··· BLOC DE TEXTE
Ces droits fondamentaux sont refusés aux villages non reconnus, et notamment des services cruciaux comme l’eau, la santé et l’enseignement. L’organisation Médecins pour les droits humains rapporte que 30 % de ces villages n’ont aucun accès aux services de santé.
Le rapport décrit ce dénuement comme « le moyen de concentrer, de force, la population arabe bédouine dans les villes prévues par l’État. »
Les pauvres établissements scolaires qui obligent les enfants à marcher de nombreux kilomètres, chaque jour, pour se rendre à l’école, ont contribué à un chômage de masse et au taux de pauvreté stupéfiant de 80 %. C’est un exemple frappant de la façon dont ces communautés ont été marginalisées.
La question de l’allégeance
Si ces injustices commencent à être reconnues en Israël, il n’y a guère de soutien pour les droits des Bédouins en Cisjordanie.
Cela découle en partie de la suspicion avec laquelle ils sont largement considérés par les Palestiniens. Abu Raeb explique l’une des raisons : « Quand nous étions sous domination jordanienne, nous étions avec la Jordanie » nous dit-il. « Quand les Israéliens sont les responsables, nous sommes avec eux. »
Ce manque d’allégeance politique a privé les Bédouins de la bienveillance des Palestiniens qui comptaient sur leur solidarité.
« Ils ne devraient pas accepter de vivre en terre occupée », dit Abdullah, un Palestiniens du quartier voisin d’Abu Dis, à propos des Bédouins d’Al-Aizariya, « nous pensons beaucoup de mal d’eux ».
J’entends des mots très forts comme « espion » et « traître » de la part d’autres habitants d’Abu Dis.
······
··· DONNÉES FOURNIES
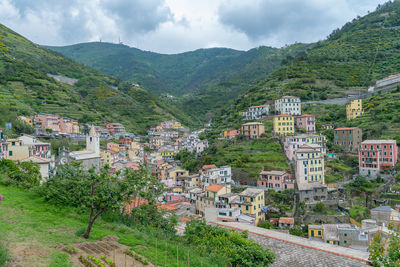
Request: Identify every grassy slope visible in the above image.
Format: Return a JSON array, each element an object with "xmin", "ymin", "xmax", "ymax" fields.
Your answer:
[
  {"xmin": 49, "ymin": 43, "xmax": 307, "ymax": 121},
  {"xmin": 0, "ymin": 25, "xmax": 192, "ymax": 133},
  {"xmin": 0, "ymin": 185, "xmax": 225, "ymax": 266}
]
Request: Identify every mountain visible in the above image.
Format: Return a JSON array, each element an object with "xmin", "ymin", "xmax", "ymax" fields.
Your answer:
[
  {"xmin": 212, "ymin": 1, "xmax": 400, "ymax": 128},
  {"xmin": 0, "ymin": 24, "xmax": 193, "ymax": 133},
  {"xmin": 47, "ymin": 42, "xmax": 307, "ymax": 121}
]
······
··· DONNÉES FOURNIES
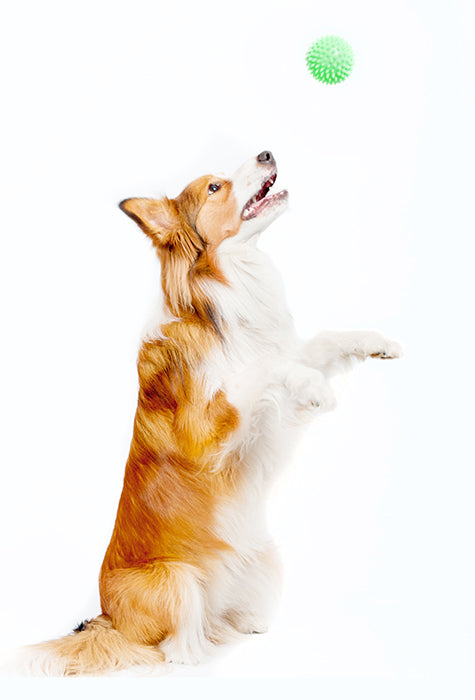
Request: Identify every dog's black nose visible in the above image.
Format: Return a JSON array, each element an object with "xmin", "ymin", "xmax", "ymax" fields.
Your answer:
······
* [CONSIGNE A]:
Citez les services cruciaux que le texte sur les Bédouins mentionne comme refusés aux villages non reconnus.
* [CONSIGNE B]:
Reprenez le texte sur les Bédouins juste après sa dernière phrase.
Les enregistrements proviennent d'une source différente de celle du texte.

* [ZONE DE RÉPONSE A]:
L'eau, la santé et l'enseignement.

* [ZONE DE RÉPONSE B]:
De traiter avec le gouvernement israélien et de s’intégrer au sein de la société israélienne, et même jusqu’à entrer volontairement dans l’armée, tout cela a creusé le fossé entre Bédouins et Palestiniens. La vallée du Jourdain, où vit la plus grande partie de la population bédouine palestinienne, est coupée réellement de la Cisjordanie et une seule ONG s’y intéresse. Le député El-Sana appelle ça, une « double persécution ».
Dans la partie de territoire la plus contestée du monde, l’attitude passive n’a pas fonctionné. Le manque d’engagement politique s’est révélé préjudiciable aux Bédouins, même s’il y a un effort tardif aujourd’hui pour faire valoir leur cause.
Les villages non reconnus du Néguev font pression pour des élections, et on s’attend à ce qu’ils refusent la proposition du gouvernement pour leur terre. Michel Zak nous dit que moins de 1 % sont maintenant volontaires pour l’armée, ce qui marque un désir nouveau de s’assurer une légitimité à leurs propres conditions.
En plus d’une activité politique accrue, ils tentent de sortir de la marginalité en faisant revivre leurs traditions.
« Les Bédouins veulent être partie prenante de la vie moderne » dit El-Sana, « pour intégrer la technologie et les niveaux universitaires ».
De tels projets sont soutenus par des ONG locales qui ont obtenu un financement de l’Union européenne pour un travail de développement. En Égypte et en Jordanie, où les Bédouins sont administrés avec plus de sympathie, les communautés ont prospéré grâce au commerce du tourisme.
Le désert rouge du Wadi Rum en Jordanie est devenu une destination providentielle pour les visiteurs désireux de faire connaissance de la culture bédouine traditionnelle.
Un tel avenir n’a guère d’espoir au milieu du chaos du conflit Israël/Palestine. Il semble que les Bédouins auront ou à s’adapter ou à souffrir du nettoyage ethnique qui se poursuit.
« Ce n’est pas un crime d’être bédouin, » dit El-Sana, « mais la façon dont on les traite ici le donne à penser. »
Les communautés bédouines se trouvent face à une décision presque impossible à prendre : se battre contre la persécution par l’État, ou admettre tant bien que mal des conditions dégradées comme celles d’Al-Aizariya. Les deux routes sont pavées d’embûches.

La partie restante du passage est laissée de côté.